■ Directions for this task ■
Recast the material below as a numbered list with one line per entry, leaving out the blank lines.

** begin Data shown **

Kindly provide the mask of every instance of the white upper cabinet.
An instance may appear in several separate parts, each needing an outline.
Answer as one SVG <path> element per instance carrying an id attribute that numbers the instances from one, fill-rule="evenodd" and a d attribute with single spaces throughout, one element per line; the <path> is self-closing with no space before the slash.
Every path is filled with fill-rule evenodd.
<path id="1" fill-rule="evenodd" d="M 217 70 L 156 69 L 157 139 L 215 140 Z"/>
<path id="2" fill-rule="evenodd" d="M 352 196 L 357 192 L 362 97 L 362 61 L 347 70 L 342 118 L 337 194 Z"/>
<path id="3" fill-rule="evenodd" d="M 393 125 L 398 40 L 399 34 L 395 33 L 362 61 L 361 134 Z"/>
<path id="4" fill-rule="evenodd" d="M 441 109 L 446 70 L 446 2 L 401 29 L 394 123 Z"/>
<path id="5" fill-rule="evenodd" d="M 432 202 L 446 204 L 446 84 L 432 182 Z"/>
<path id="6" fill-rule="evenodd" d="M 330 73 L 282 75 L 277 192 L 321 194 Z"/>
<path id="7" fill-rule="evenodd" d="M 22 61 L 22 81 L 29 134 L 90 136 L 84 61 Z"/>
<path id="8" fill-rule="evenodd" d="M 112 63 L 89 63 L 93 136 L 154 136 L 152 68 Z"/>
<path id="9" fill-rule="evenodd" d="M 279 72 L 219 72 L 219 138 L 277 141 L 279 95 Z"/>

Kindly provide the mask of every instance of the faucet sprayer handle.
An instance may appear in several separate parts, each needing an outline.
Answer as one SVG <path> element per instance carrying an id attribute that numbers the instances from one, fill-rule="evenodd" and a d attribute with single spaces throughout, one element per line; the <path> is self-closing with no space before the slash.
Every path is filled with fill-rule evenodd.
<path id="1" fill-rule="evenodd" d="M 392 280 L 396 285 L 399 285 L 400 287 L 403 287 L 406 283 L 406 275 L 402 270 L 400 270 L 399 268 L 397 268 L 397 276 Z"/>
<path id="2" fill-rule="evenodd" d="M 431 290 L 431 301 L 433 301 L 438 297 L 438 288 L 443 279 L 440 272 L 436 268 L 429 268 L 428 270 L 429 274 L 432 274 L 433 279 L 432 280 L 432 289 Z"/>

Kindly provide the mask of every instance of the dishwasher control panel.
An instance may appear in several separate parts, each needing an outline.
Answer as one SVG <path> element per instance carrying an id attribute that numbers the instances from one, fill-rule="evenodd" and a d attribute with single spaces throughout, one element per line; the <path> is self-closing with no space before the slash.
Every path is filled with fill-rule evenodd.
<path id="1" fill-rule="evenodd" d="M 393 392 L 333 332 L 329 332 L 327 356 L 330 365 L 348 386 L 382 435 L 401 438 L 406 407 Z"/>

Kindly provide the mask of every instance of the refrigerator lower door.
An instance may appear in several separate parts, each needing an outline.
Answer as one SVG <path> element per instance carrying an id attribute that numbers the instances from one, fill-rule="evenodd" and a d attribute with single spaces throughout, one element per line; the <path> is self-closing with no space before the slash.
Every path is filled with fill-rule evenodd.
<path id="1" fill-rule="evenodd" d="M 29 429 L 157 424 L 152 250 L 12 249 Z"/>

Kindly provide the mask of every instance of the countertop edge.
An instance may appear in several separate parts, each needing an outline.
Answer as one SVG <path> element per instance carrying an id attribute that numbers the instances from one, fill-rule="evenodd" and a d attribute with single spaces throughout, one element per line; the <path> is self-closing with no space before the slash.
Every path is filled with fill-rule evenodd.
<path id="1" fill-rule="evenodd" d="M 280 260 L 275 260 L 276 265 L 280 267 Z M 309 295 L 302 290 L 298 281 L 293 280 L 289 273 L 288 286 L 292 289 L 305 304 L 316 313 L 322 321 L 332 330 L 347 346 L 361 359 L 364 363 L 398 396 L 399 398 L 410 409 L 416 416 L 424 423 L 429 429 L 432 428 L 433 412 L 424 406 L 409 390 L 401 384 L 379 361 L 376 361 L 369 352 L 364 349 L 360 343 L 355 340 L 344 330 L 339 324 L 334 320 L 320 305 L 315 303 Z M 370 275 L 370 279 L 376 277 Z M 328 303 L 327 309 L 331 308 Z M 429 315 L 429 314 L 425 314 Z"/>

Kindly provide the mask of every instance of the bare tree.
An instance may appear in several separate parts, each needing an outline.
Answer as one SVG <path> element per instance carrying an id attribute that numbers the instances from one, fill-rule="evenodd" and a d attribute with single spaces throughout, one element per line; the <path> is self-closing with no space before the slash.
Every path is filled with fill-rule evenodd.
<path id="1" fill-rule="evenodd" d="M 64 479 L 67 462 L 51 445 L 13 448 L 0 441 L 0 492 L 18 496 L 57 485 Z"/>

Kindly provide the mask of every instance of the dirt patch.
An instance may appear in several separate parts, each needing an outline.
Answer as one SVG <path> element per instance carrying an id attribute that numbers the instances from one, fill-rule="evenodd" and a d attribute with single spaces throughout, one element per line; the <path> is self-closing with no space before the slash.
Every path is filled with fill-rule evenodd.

** end Data shown **

■ Exercise result ■
1. Kindly provide the mask of every instance of the white upper cabinet.
2. An instance may appear in several separate parts, each needing an outline.
3. Answer as one SVG <path> element per instance carrying an id attribute that numbers the instances from one, fill-rule="evenodd" and a d attribute with single spaces throughout, one element per line; the <path> is self-closing with no space before the slash.
4. Every path is filled with fill-rule evenodd.
5. <path id="1" fill-rule="evenodd" d="M 217 70 L 156 69 L 157 139 L 215 140 Z"/>
6. <path id="2" fill-rule="evenodd" d="M 352 196 L 357 192 L 362 97 L 362 61 L 347 70 L 342 118 L 337 194 Z"/>
7. <path id="3" fill-rule="evenodd" d="M 393 125 L 398 40 L 399 34 L 395 33 L 362 61 L 361 134 Z"/>
8. <path id="4" fill-rule="evenodd" d="M 441 109 L 446 70 L 446 2 L 401 29 L 394 123 Z"/>
9. <path id="5" fill-rule="evenodd" d="M 432 202 L 446 204 L 446 84 L 432 182 Z"/>
10. <path id="6" fill-rule="evenodd" d="M 330 73 L 282 75 L 277 192 L 321 194 Z"/>
11. <path id="7" fill-rule="evenodd" d="M 22 61 L 22 81 L 29 134 L 90 136 L 84 61 Z"/>
12. <path id="8" fill-rule="evenodd" d="M 112 63 L 89 63 L 93 136 L 154 136 L 152 68 Z"/>
13. <path id="9" fill-rule="evenodd" d="M 279 72 L 219 72 L 219 138 L 277 141 L 279 95 Z"/>
14. Kindly provide the mask of every instance of the faucet sprayer handle.
15. An instance may appear in several separate parts, each needing an outline.
16. Answer as one SVG <path> element per instance carrying an id attribute that numbers the instances from one, fill-rule="evenodd" and a d attribute with single spaces throughout, one element per line; the <path> is self-closing with no space before the slash.
17. Every path is filled with fill-rule evenodd.
18. <path id="1" fill-rule="evenodd" d="M 392 280 L 396 285 L 399 285 L 400 287 L 403 287 L 406 283 L 406 275 L 402 270 L 400 270 L 399 268 L 397 268 L 397 276 Z"/>
19. <path id="2" fill-rule="evenodd" d="M 431 290 L 431 301 L 433 301 L 438 297 L 438 288 L 443 279 L 440 272 L 436 268 L 429 268 L 428 270 L 429 274 L 432 274 L 433 279 L 432 280 L 432 289 Z"/>
20. Kindly provide the mask of every instance of the dishwasher control panel.
21. An instance may appear in several separate parts, each needing an outline.
22. Answer as one SVG <path> element per instance carrying an id attribute that numbers the instances from one, fill-rule="evenodd" and a d attribute with single spaces throughout, one element per line; the <path> is self-closing with no space before the slash.
23. Every path is filled with fill-rule evenodd.
24. <path id="1" fill-rule="evenodd" d="M 393 392 L 333 332 L 329 332 L 327 356 L 330 365 L 348 386 L 382 435 L 401 438 L 406 407 Z"/>
25. Kindly provide the mask of every instance of the refrigerator lower door.
26. An instance may appear in several separate parts, each needing an outline.
27. Answer as one SVG <path> element per instance carrying an id attribute that numbers the instances from one, fill-rule="evenodd" and a d attribute with single spaces throughout, one element per line; the <path> is self-closing with no space before the slash.
28. Every path is filled with fill-rule evenodd.
29. <path id="1" fill-rule="evenodd" d="M 29 429 L 157 424 L 152 250 L 12 249 Z"/>
30. Kindly provide the mask of every instance of the countertop edge.
31. An instance may appear in several separate parts, each needing an outline.
32. Answer as one SVG <path> element per instance carrying an id attribute that numbers the instances from one, fill-rule="evenodd" and a d attribute with single spaces throughout, one element per line; the <path> is self-closing with no space before the slash.
33. Every path is filled with fill-rule evenodd.
34. <path id="1" fill-rule="evenodd" d="M 280 260 L 275 260 L 276 265 L 280 267 Z M 309 295 L 302 290 L 298 281 L 293 280 L 289 273 L 288 286 L 292 289 L 305 304 L 316 313 L 322 321 L 332 330 L 347 346 L 361 359 L 364 363 L 398 396 L 399 398 L 410 409 L 416 416 L 424 423 L 429 429 L 432 428 L 433 412 L 424 406 L 409 390 L 401 384 L 379 361 L 376 361 L 369 352 L 364 349 L 360 343 L 355 340 L 344 330 L 339 324 L 334 320 L 320 305 L 315 303 Z M 370 275 L 370 279 L 376 277 Z M 328 303 L 327 309 L 331 308 Z M 429 315 L 429 314 L 425 314 Z"/>
35. Kindly provide the mask of every instance of the bare tree.
36. An instance may appear in several separate parts, each needing an outline.
37. Answer as one SVG <path> element per instance carrying an id attribute that numbers the instances from one, fill-rule="evenodd" and a d attribute with single spaces throughout, one element per line; the <path> is self-closing with no space before the slash.
38. Every path is filled with fill-rule evenodd.
39. <path id="1" fill-rule="evenodd" d="M 64 479 L 67 462 L 51 445 L 13 448 L 0 441 L 0 492 L 18 496 L 57 485 Z"/>
40. Kindly provide the mask of every instance of the dirt patch.
41. An instance may appear in several separate parts, each needing an outline.
42. Answer as one SVG <path> element per instance carrying an id attribute that numbers the instances from one, fill-rule="evenodd" and a d attribute with single spaces throughout, one element per line; the <path> is self-closing with no space before the slash.
43. Every path is filled with fill-rule evenodd.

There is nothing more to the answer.